● **TASK BRIEF**: Substitute "image" for "scan" throughout the rows below and write them out again with nothing else changed. Leave the pictures out of your copy.

● **TASK MATERIAL**:
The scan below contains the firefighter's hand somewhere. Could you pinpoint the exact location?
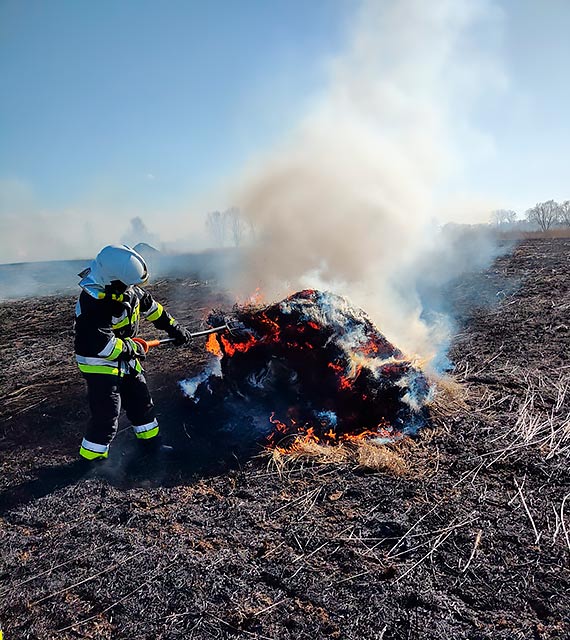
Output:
[123,338,146,360]
[168,324,192,347]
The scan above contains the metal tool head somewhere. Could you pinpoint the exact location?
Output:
[226,318,247,338]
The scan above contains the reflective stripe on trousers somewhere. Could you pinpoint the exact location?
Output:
[79,438,109,460]
[133,418,158,440]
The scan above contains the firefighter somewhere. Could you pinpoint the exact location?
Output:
[75,245,191,462]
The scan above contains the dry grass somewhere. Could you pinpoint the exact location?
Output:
[263,438,413,476]
[482,371,570,462]
[262,376,468,476]
[429,375,469,427]
[498,227,570,240]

● **THE OUTPUT**:
The image below contains the firefighter's hand somewhere. Could you pinpoint the exact location?
Output:
[123,338,146,360]
[168,324,192,347]
The image above contains the metal tool head somewhere. Could you pinpoint the exact location?
Output:
[226,318,247,338]
The image above contains the reflective stripe on trousers somewhere. Could you pinpoint the exact location?
Output:
[79,438,109,460]
[133,418,158,440]
The image above contains the firefighter somewhere. Could you pinpoint the exact location?
Output:
[75,245,191,462]
The image above contains the dry grass somewhere. Could you pinpoint the exact location?
Output:
[263,438,413,476]
[482,371,570,462]
[262,376,468,476]
[429,375,469,427]
[498,227,570,240]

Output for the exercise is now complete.